• _REQUEST A_: Retype the baggage-fee thread below word for word, between "## jis (Jul" and "other reasons, AFAIAC.", inclusive.

• _DOCUMENT PASSAGE_:

Of course, this assumes that everyone pays the airlines fees. They don't. Besides earning elite status with a carrier's mileage program, simply holding that airline's credit card often eliminates many of the fees. Besides the obvious direct revenue benefit of the fees, an ancillary benefit is to develop brand loyalty by waiving the fees for passengers in exchange for showing preference to that carrier. Sometimes that "loyalty" is a little hard to figure. I rarely fly United now due to American being the prime carrier at PHL, yet I still have baggage fee waivers, some lounge access and early boarding privileges with UA because I have a Mileage Plus credit card.


----------



## jis (Jul 30, 2015)

Yep. For various reasons I am yet to pay a baggage fee to any airline, including a few in India. There are only a few airlines where there is absolutely no way to avoid paying a checked baggage fee, and they are easy to avoid, and are almost worthy of avoiding for other reasons, AFAIAC.

As for gate agents playing fast and loose, if there is no safe place left within the aircraft to stow a bag, no matter what its size, then it gets gate checked. It is as simple as that. Just because such a bag got gate checked does not necessarily mean anyone was playing fast and loose.

On the regional flights on the puddle jumpers all sorts of things get gate checked for that reasons. At least the gate checking at least on the airlines I fly do not incur any checking fee.


----------



## trainman74 (Jul 30, 2015)

jis said:


> As for gate agents playing fast and loose, if there is no safe place left within the aircraft to stow a bag, no matter what its size, then it gets gate checked. It is as simple as that. Just because such a bag got gate checked does not necessarily mean anyone was playing fast and loose.


I think Anderson might be under the impression that airlines collect the checked-baggage fee when a gate agent or flight attendant insists that a bag be gate-checked. They do not. (At least, not the big ones -- I can't speak for Spirit and others of that ilk.)


----------



## Anderson (Aug 1, 2015)

trainman74 said:


> jis said:
> 
> 
> > As for gate agents playing fast and loose, if there is no safe place left within the aircraft to stow a bag, no matter what its size, then it gets gate checked. It is as simple as that. Just because such a bag got gate checked does not necessarily mean anyone was playing fast and loose.

• _EXCERPTED DATA_:
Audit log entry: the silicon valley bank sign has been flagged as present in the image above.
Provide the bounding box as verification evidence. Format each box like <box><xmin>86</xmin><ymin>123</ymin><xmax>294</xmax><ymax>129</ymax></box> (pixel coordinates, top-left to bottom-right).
...
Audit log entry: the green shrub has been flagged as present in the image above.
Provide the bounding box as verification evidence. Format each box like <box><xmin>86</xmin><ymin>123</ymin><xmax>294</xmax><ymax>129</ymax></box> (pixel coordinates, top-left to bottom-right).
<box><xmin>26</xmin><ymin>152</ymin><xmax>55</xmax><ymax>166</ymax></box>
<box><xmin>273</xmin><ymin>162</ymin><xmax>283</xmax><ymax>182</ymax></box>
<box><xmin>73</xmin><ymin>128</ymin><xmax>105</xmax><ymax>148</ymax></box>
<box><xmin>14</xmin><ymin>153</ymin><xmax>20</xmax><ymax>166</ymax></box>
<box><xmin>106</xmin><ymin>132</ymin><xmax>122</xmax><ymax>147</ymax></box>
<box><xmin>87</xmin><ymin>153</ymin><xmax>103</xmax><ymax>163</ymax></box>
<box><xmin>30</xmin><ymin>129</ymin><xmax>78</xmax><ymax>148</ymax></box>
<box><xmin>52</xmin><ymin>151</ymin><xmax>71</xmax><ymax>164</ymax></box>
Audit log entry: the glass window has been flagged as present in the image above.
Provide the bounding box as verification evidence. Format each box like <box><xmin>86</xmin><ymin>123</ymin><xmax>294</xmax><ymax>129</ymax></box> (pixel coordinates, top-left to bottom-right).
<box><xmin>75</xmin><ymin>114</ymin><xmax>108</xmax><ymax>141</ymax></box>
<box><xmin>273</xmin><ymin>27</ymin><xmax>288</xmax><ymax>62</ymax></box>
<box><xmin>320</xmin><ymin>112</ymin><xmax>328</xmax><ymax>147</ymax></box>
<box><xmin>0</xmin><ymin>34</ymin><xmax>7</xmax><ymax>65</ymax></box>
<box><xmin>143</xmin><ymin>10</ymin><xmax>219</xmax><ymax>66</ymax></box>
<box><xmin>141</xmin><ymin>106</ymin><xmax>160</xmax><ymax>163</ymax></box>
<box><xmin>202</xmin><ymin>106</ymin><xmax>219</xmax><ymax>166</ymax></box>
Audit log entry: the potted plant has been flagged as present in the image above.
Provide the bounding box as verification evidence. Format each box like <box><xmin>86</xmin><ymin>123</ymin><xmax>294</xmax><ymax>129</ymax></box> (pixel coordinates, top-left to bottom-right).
--
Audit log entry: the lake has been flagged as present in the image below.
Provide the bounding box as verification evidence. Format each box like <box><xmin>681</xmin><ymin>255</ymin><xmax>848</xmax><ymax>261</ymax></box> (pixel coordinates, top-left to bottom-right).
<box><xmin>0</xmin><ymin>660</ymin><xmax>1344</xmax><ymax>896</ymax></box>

• _REQUEST B_: Pull out each line of the records that contains the string "window". Matching is case-sensitive.

• _CORRECT RESPONSE A_:
## jis (Jul 30, 2015)

Yep. For various reasons I am yet to pay a baggage fee to any airline, including a few in India. There are only a few airlines where there is absolutely no way to avoid paying a checked baggage fee, and they are easy to avoid, and are almost worthy of avoiding for other reasons, AFAIAC.

• _CORRECT RESPONSE B_:
Audit log entry: the glass window has been flagged as present in the image above.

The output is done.